Exercise goal: Please swap every "soccer ball" in the lines below for "football" and leave everything else unchanged.
=====
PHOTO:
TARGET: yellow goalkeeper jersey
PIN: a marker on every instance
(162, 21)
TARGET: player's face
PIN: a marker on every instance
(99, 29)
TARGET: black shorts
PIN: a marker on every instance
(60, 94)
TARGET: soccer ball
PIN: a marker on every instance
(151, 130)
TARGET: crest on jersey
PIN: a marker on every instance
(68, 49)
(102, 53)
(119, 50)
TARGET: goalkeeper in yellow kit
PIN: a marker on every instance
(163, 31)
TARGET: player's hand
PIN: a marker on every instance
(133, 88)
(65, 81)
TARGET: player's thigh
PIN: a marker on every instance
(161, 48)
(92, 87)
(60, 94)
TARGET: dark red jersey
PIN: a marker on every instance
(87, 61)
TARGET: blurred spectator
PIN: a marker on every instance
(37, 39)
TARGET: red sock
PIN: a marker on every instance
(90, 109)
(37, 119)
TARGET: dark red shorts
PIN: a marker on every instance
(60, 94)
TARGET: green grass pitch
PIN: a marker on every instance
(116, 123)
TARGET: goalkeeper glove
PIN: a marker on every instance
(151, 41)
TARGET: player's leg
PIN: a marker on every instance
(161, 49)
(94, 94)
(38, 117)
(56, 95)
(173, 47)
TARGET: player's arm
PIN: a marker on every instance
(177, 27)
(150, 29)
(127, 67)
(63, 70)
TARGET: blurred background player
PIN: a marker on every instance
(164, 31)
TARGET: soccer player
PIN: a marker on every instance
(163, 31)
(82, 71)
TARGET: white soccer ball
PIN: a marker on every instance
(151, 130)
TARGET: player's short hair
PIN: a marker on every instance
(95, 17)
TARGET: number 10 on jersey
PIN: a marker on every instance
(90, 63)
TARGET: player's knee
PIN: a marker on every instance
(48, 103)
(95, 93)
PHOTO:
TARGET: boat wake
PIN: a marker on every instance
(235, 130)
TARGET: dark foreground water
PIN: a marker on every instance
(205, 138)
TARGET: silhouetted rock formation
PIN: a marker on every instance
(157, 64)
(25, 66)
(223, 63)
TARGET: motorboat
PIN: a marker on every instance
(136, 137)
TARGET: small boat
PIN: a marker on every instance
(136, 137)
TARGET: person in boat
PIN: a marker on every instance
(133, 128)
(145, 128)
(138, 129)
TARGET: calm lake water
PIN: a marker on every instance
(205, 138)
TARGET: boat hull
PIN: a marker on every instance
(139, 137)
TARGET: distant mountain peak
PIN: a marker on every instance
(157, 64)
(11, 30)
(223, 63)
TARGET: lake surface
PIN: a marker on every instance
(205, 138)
=====
Task output:
PHOTO:
TARGET: yellow goalkeeper jersey
PIN: a marker on every instance
(162, 21)
TARGET: player's face
PIN: a marker on every instance
(99, 29)
TARGET: black shorts
PIN: a marker on every instance
(60, 94)
TARGET: football
PIN: a marker on every instance
(151, 130)
TARGET: crest on jersey
PIN: a marker on every instance
(68, 49)
(102, 53)
(119, 50)
TARGET: goalkeeper in yellow kit
PIN: a marker on every instance
(163, 31)
TARGET: player's hand
PIN: a marker on every instance
(133, 88)
(65, 81)
TARGET: player's thigh
PIN: a marker on every instance
(161, 48)
(92, 87)
(60, 94)
TARGET: dark red jersey
PIN: a marker on every instance
(87, 61)
TARGET: blurred spectator
PIN: a marker on every instance
(37, 39)
TARGET: red sock
PIN: a marker on every instance
(90, 109)
(37, 119)
TARGET: dark red shorts
PIN: a marker on every instance
(60, 94)
TARGET: green grass pitch
PIN: a marker on every instance
(116, 123)
TARGET: goalkeeper glove
PIN: a marker on every instance
(151, 41)
TARGET: player's leg
PIN: a marker on every instance
(161, 49)
(94, 94)
(38, 117)
(56, 95)
(173, 47)
TARGET: player's arm
PIN: a marker on every instance
(177, 27)
(150, 29)
(127, 67)
(63, 70)
TARGET: blurred background player
PIN: a marker on every instance
(164, 31)
TARGET: soccer player
PIN: a marker on every instance
(163, 31)
(82, 71)
TARGET: white football
PIN: a marker on every instance
(151, 130)
TARGET: player's short hair
PIN: a marker on every instance
(95, 17)
TARGET: number 10 on jersey
PIN: a marker on every instance
(90, 63)
TARGET: player's knee
PIN: a marker on every instance
(48, 103)
(95, 93)
PHOTO:
TARGET: boat wake
PIN: a marker on every instance
(235, 130)
TARGET: dark foreground water
PIN: a marker on every instance
(205, 138)
TARGET: silhouetted rock formation
PIN: a marker on every instance
(157, 64)
(25, 66)
(223, 63)
TARGET: motorboat
PIN: a marker on every instance
(136, 137)
TARGET: small boat
PIN: a marker on every instance
(136, 137)
TARGET: person in boat
PIN: a marker on every instance
(133, 128)
(145, 128)
(138, 129)
TARGET: calm lake water
PIN: a marker on every instance
(205, 138)
TARGET: boat hull
PIN: a marker on every instance
(139, 137)
TARGET: distant mountain peak
PIN: a marker on every instance
(157, 64)
(11, 30)
(223, 63)
TARGET: lake surface
PIN: a marker on every instance
(205, 138)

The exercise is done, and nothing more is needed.